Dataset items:

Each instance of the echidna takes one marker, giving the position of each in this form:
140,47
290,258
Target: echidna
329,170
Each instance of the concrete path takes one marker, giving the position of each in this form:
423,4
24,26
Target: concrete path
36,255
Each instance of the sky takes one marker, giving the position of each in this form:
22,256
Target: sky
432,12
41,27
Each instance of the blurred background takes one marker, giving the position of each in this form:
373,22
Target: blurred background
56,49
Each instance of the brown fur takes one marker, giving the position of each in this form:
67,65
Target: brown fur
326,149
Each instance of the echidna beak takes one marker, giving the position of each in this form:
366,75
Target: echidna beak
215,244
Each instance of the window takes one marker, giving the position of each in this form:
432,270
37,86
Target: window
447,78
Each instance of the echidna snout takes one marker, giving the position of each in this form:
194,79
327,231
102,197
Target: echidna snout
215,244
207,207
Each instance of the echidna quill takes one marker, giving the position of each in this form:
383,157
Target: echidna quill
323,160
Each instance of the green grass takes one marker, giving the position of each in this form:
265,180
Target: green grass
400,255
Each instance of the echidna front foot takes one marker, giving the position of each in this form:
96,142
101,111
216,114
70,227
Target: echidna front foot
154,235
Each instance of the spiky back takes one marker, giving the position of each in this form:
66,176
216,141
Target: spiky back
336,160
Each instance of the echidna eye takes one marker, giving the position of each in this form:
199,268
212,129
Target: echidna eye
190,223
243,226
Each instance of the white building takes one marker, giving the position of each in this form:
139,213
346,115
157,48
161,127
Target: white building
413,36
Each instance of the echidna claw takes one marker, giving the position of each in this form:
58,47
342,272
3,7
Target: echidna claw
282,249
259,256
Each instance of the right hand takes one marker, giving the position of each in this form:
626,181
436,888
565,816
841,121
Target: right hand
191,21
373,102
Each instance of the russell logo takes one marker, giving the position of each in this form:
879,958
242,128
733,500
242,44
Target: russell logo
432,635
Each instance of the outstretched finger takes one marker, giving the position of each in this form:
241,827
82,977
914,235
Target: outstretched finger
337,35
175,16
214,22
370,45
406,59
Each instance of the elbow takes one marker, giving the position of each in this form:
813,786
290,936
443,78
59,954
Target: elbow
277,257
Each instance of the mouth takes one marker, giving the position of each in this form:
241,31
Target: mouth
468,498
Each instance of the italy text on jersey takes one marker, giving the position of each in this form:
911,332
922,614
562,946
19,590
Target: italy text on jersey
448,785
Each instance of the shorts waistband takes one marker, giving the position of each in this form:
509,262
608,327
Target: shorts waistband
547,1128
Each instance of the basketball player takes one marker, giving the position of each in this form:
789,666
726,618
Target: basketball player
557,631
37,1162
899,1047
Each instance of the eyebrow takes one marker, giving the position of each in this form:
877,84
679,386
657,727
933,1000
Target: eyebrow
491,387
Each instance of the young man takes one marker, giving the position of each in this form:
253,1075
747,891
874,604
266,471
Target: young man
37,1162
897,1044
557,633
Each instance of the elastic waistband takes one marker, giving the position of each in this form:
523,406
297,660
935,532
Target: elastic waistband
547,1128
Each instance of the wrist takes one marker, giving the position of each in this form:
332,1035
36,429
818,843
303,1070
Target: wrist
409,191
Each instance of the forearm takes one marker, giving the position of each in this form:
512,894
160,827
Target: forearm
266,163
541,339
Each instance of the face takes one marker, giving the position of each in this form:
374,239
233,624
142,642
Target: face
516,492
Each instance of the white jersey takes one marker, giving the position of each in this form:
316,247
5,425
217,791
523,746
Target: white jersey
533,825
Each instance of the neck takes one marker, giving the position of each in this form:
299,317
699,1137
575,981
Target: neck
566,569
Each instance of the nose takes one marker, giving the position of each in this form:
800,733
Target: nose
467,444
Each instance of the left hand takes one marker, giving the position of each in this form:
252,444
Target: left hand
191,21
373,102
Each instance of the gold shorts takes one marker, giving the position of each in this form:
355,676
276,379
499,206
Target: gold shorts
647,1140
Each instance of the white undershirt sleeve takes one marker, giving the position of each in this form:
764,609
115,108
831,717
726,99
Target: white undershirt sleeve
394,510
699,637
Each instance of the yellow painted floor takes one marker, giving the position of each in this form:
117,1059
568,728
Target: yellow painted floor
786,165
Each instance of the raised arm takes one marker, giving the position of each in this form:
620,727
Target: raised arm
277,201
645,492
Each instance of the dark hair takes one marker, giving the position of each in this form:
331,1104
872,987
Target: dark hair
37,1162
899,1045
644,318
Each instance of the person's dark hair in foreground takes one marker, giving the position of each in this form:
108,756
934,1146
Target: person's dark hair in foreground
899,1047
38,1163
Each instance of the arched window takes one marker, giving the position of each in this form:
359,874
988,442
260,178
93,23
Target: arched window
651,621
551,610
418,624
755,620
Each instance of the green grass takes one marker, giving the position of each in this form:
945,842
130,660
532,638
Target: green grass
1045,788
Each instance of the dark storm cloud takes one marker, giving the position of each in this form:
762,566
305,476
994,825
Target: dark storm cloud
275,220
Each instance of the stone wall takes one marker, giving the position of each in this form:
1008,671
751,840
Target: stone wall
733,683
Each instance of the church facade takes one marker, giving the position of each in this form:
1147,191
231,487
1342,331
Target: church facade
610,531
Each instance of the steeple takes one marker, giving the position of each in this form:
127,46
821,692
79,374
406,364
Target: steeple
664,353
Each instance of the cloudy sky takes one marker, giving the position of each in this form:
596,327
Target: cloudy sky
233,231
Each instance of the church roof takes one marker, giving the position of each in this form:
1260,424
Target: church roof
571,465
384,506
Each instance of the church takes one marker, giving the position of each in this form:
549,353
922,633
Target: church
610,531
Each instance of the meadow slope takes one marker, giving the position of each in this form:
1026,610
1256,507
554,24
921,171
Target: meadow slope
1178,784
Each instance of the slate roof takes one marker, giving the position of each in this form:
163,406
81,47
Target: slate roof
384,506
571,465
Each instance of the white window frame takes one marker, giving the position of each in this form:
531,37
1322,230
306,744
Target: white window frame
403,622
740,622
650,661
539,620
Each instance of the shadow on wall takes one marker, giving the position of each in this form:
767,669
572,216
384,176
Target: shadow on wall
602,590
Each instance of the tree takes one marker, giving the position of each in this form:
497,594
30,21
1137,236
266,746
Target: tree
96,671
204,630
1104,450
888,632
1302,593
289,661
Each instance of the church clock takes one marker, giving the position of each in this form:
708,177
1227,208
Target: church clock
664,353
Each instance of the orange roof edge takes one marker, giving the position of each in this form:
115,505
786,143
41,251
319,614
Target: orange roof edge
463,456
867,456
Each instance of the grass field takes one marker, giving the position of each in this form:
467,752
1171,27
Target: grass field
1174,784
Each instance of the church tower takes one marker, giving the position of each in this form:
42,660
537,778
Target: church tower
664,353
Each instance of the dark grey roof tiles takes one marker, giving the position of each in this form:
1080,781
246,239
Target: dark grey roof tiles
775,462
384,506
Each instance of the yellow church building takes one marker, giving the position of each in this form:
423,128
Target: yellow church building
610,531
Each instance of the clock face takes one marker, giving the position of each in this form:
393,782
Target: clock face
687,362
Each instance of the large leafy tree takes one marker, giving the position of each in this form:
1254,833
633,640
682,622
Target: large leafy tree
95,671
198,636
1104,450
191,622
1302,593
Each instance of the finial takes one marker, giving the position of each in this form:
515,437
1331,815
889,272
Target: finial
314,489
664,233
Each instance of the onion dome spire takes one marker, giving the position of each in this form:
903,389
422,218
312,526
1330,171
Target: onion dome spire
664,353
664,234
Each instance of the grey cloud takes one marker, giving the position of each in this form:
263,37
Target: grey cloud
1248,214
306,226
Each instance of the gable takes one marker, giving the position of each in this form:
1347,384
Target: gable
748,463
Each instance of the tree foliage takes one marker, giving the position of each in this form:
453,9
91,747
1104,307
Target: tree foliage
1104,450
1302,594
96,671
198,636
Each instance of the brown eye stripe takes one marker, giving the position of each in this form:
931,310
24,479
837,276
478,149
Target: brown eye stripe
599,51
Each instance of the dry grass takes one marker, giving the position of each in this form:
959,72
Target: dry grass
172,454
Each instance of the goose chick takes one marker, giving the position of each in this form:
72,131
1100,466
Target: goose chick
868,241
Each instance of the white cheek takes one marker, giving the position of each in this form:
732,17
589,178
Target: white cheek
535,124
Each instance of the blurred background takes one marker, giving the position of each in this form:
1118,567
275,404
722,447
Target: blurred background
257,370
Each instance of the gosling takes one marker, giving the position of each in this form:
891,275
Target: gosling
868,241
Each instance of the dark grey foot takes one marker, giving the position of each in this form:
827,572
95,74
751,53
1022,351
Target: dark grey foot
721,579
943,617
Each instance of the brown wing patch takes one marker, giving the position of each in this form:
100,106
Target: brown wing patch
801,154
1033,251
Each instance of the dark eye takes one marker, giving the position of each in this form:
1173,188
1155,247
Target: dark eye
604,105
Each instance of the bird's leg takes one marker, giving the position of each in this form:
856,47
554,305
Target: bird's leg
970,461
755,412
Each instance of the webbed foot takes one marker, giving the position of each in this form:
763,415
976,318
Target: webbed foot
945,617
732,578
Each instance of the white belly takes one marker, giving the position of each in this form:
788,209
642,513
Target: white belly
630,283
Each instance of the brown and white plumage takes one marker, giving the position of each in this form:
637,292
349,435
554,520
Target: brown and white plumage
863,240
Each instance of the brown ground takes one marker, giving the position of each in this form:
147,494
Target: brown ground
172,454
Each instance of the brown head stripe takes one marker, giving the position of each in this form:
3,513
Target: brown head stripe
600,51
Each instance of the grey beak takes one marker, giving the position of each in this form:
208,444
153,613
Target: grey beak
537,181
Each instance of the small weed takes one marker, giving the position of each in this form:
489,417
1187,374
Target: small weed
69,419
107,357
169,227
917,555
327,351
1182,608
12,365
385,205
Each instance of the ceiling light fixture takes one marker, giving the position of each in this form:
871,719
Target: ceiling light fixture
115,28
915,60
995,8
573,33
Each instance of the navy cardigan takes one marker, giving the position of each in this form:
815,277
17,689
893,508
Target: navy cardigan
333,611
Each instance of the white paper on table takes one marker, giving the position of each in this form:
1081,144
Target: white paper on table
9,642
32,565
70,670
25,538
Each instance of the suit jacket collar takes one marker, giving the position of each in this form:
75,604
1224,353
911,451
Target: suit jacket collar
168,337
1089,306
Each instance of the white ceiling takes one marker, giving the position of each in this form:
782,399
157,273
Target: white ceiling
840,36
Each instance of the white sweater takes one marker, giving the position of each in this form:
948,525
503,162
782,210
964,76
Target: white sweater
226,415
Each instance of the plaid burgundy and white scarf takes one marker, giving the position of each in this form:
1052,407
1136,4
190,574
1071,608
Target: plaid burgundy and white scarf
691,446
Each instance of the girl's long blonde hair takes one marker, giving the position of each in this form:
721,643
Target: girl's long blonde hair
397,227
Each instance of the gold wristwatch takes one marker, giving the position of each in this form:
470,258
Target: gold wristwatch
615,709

**What you are asked to do**
What you give back should be only the lines of the records above, starting at the line with "Each instance of the orange" and ending at the line with "Each instance of the grass", restated word for word.

**Reply**
Each instance of the orange roof edge takes one marker, giving the position of each in this form:
115,505
786,143
41,251
319,614
Target: orange roof edge
463,456
867,456
Each instance of the grass field takes one marker, giving the position of each in this form:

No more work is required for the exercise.